Print all records exactly, leaving nothing out.

LISTED ENTRIES: Begin

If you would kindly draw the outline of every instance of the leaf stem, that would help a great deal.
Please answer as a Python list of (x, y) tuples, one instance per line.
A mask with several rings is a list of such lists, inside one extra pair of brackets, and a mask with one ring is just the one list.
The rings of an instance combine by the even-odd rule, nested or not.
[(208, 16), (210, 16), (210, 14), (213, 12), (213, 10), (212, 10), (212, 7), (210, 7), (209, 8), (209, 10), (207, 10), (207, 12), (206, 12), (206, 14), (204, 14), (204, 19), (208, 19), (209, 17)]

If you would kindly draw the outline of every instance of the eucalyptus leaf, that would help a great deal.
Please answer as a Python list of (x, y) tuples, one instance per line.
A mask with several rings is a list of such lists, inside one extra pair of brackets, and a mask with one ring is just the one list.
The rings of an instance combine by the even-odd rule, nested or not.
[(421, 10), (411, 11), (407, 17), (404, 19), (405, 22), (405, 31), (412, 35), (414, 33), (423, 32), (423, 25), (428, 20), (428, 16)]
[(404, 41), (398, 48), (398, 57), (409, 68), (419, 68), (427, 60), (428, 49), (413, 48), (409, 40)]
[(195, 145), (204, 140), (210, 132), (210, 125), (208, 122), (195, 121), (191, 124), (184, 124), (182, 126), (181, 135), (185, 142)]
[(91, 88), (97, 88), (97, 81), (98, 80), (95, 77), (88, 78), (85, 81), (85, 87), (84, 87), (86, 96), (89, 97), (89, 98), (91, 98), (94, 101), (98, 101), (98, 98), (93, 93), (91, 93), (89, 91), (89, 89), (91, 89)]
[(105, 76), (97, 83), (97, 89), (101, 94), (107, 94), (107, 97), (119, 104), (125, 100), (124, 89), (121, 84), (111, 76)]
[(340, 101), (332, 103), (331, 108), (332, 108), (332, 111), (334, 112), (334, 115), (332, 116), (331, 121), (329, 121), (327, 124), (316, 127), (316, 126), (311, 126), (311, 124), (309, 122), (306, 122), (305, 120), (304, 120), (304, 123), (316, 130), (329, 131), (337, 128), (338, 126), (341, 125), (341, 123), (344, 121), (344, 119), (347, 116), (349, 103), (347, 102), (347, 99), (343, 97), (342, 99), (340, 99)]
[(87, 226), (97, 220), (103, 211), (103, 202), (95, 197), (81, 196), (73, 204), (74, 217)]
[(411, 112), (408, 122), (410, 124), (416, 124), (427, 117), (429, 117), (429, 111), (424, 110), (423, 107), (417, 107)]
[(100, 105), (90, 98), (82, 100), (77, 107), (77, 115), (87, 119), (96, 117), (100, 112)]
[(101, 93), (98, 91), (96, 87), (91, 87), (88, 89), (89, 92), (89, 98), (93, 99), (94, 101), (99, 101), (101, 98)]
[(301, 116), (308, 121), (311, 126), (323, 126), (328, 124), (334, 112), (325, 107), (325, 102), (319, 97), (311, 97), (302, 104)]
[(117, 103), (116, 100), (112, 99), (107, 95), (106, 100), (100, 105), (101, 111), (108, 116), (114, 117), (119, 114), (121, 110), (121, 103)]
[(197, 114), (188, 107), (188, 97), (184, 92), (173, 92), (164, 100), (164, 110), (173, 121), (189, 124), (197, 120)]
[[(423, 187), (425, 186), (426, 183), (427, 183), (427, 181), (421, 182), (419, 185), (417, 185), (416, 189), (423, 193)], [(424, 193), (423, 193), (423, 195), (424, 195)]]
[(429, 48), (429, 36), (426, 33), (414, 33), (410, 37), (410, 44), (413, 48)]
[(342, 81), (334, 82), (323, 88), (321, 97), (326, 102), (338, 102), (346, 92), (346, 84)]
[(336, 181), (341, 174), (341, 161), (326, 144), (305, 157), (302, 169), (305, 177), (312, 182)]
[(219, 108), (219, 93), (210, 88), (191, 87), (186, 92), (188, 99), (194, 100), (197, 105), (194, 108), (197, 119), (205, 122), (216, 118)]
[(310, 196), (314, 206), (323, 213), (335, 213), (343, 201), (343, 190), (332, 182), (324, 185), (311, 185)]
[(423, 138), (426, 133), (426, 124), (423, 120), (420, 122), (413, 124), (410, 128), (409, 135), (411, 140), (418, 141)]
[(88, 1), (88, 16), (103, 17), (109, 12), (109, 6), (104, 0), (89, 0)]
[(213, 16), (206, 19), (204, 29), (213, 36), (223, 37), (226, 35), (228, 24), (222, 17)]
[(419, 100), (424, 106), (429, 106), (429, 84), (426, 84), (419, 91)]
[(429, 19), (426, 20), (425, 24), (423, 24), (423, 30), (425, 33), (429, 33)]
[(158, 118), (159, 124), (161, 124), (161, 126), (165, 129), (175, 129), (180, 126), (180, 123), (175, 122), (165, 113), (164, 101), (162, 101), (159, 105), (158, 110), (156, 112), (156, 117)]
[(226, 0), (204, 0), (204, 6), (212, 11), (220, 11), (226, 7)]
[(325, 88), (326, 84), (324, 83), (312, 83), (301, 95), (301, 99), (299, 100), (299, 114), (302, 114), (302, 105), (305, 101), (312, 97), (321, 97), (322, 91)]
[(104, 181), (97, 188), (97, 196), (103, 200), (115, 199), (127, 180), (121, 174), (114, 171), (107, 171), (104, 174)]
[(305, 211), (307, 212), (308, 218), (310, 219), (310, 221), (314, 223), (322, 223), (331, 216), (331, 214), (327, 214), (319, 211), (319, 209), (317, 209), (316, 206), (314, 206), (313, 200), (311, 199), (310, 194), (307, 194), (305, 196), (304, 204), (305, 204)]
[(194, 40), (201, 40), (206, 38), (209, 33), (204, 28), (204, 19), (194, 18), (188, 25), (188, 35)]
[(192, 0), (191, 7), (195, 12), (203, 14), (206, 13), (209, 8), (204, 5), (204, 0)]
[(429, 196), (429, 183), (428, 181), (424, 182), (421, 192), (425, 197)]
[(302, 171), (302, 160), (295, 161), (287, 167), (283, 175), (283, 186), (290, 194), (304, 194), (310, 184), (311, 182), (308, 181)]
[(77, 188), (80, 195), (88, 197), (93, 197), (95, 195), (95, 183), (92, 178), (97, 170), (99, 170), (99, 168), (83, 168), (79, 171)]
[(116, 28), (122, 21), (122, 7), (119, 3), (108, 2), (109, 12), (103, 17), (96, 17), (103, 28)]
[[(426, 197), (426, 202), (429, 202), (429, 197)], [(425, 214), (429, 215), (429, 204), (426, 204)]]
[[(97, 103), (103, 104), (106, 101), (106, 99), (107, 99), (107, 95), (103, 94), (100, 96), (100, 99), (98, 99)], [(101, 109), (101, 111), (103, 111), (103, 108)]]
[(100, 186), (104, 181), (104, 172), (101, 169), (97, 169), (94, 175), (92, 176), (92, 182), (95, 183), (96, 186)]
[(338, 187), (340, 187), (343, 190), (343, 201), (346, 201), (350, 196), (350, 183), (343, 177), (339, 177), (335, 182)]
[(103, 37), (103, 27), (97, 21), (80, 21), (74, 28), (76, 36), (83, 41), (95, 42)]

LISTED ENTRIES: End

_RESPONSE BOX_
If you would kindly draw the outline of every instance of the leaf stem, that would help a great deal.
Please answer as a Python list of (x, y) tuples, one instance per line.
A mask with several rings is a list of such lists, inside one extra pair of brackets, and a mask with one ring is just the one list.
The rings of an instance combine by the even-odd rule, nested or not.
[(208, 16), (210, 16), (210, 14), (213, 12), (213, 10), (212, 10), (212, 7), (210, 7), (209, 8), (209, 10), (207, 10), (207, 12), (206, 12), (206, 14), (204, 14), (204, 19), (208, 19), (209, 17)]

If you would kindly draw the outline of every instance of the eucalyptus leaf, that would help a great deal.
Please answer as a Python list of (x, y) tuples, one instance per line.
A mask with several rings is a list of such lists, inside one extra pair of brackets, and a mask with one ring is just the one list.
The rings of an instance combine by the even-odd rule, nested or not.
[(421, 10), (411, 11), (407, 17), (404, 19), (405, 22), (405, 31), (412, 35), (414, 33), (423, 32), (423, 25), (428, 20), (428, 16)]
[(404, 41), (398, 48), (398, 57), (409, 68), (419, 68), (427, 60), (428, 49), (413, 48), (409, 40)]
[(195, 145), (204, 140), (210, 132), (210, 125), (208, 122), (195, 121), (191, 124), (184, 124), (182, 126), (181, 135), (185, 142)]
[(91, 88), (97, 88), (97, 81), (98, 80), (95, 77), (88, 78), (85, 81), (85, 87), (84, 87), (86, 96), (89, 97), (89, 98), (91, 98), (94, 101), (98, 101), (98, 98), (93, 93), (91, 93), (89, 91), (89, 89), (91, 89)]
[(105, 76), (97, 83), (97, 89), (101, 94), (107, 94), (107, 97), (119, 104), (125, 100), (124, 89), (121, 84), (111, 76)]
[(340, 101), (332, 103), (331, 108), (332, 108), (332, 111), (334, 112), (334, 115), (332, 116), (331, 121), (329, 121), (327, 124), (316, 127), (316, 126), (311, 126), (311, 124), (309, 122), (306, 122), (305, 120), (304, 120), (304, 123), (316, 130), (329, 131), (337, 128), (338, 126), (341, 125), (341, 123), (344, 121), (344, 119), (347, 116), (349, 103), (347, 102), (347, 99), (343, 97), (342, 99), (340, 99)]
[(87, 226), (97, 220), (103, 211), (103, 202), (95, 197), (81, 196), (73, 204), (74, 217)]
[(411, 112), (408, 122), (410, 124), (416, 124), (427, 117), (429, 117), (429, 111), (424, 110), (423, 107), (417, 107)]
[(100, 105), (90, 98), (82, 100), (77, 107), (77, 115), (87, 119), (96, 117), (100, 112)]
[(101, 93), (98, 91), (96, 87), (91, 87), (88, 89), (89, 92), (89, 98), (93, 99), (94, 101), (99, 101), (101, 98)]
[(301, 116), (308, 121), (311, 126), (323, 126), (328, 124), (334, 112), (325, 107), (325, 102), (319, 97), (311, 97), (302, 104)]
[(117, 103), (116, 100), (112, 99), (107, 95), (106, 100), (100, 105), (101, 111), (108, 116), (114, 117), (119, 114), (121, 110), (121, 103)]
[(197, 114), (188, 107), (188, 97), (184, 92), (173, 92), (164, 100), (164, 110), (173, 121), (189, 124), (197, 120)]
[[(423, 187), (425, 186), (426, 183), (427, 183), (427, 181), (421, 182), (419, 185), (417, 185), (416, 189), (423, 193)], [(424, 193), (423, 193), (423, 195), (424, 195)]]
[(429, 48), (429, 36), (426, 33), (414, 33), (410, 37), (410, 44), (413, 48)]
[(342, 81), (334, 82), (323, 88), (321, 97), (326, 102), (338, 102), (346, 92), (346, 84)]
[(336, 181), (341, 174), (341, 161), (326, 144), (305, 157), (302, 169), (305, 177), (312, 182)]
[(219, 108), (219, 93), (210, 88), (191, 87), (186, 92), (188, 99), (194, 100), (197, 105), (194, 108), (197, 119), (205, 122), (216, 118)]
[(310, 196), (314, 206), (323, 213), (335, 213), (343, 201), (343, 190), (332, 182), (324, 185), (311, 185)]
[(423, 138), (426, 133), (426, 124), (423, 120), (420, 122), (413, 124), (410, 128), (409, 135), (411, 140), (418, 141)]
[(88, 1), (88, 16), (103, 17), (109, 12), (109, 6), (104, 0), (89, 0)]
[(213, 16), (206, 19), (204, 29), (213, 36), (223, 37), (226, 35), (228, 24), (222, 17)]
[(419, 100), (424, 106), (429, 106), (429, 84), (426, 84), (419, 91)]
[(429, 19), (426, 20), (425, 24), (423, 24), (423, 30), (425, 33), (429, 33)]
[(158, 118), (159, 124), (161, 124), (161, 126), (165, 129), (175, 129), (180, 126), (180, 123), (175, 122), (165, 113), (164, 101), (162, 101), (159, 105), (158, 110), (156, 112), (156, 117)]
[(226, 0), (204, 0), (204, 6), (212, 11), (220, 11), (226, 7)]
[(325, 88), (326, 84), (324, 83), (312, 83), (301, 95), (301, 99), (299, 100), (299, 114), (302, 114), (302, 105), (305, 101), (312, 97), (321, 97), (322, 91)]
[(104, 181), (97, 188), (97, 196), (103, 200), (115, 199), (127, 180), (121, 174), (114, 171), (107, 171), (104, 174)]
[(305, 211), (307, 212), (308, 218), (310, 219), (310, 221), (314, 223), (322, 223), (331, 216), (331, 214), (327, 214), (319, 211), (319, 209), (317, 209), (316, 206), (314, 206), (313, 200), (311, 199), (310, 194), (307, 194), (305, 196), (304, 204), (305, 204)]
[(194, 40), (201, 40), (206, 38), (209, 33), (204, 28), (204, 19), (194, 18), (188, 25), (188, 35)]
[(192, 0), (191, 7), (195, 12), (203, 14), (206, 13), (209, 8), (204, 5), (204, 0)]
[(429, 196), (429, 183), (428, 181), (424, 182), (421, 192), (425, 197)]
[(302, 171), (302, 160), (295, 161), (287, 167), (283, 175), (283, 186), (290, 194), (304, 194), (310, 184), (311, 182), (308, 181)]
[(77, 188), (80, 195), (88, 197), (93, 197), (95, 195), (95, 183), (92, 178), (97, 170), (99, 170), (99, 168), (83, 168), (79, 171)]
[(116, 28), (122, 21), (122, 7), (119, 3), (108, 2), (109, 12), (103, 17), (96, 17), (103, 28)]
[[(426, 197), (426, 202), (429, 202), (429, 197)], [(425, 214), (429, 215), (429, 204), (426, 204)]]
[[(97, 103), (103, 104), (106, 101), (106, 99), (107, 99), (107, 95), (103, 94), (100, 96), (100, 99), (98, 99)], [(101, 109), (101, 111), (103, 111), (103, 108)]]
[(100, 186), (104, 181), (104, 172), (101, 169), (97, 169), (94, 175), (92, 176), (92, 182), (95, 183), (96, 186)]
[(338, 187), (340, 187), (343, 190), (343, 201), (346, 201), (350, 196), (350, 183), (343, 177), (339, 177), (335, 182)]
[(103, 37), (103, 27), (97, 21), (80, 21), (74, 28), (76, 36), (83, 41), (95, 42)]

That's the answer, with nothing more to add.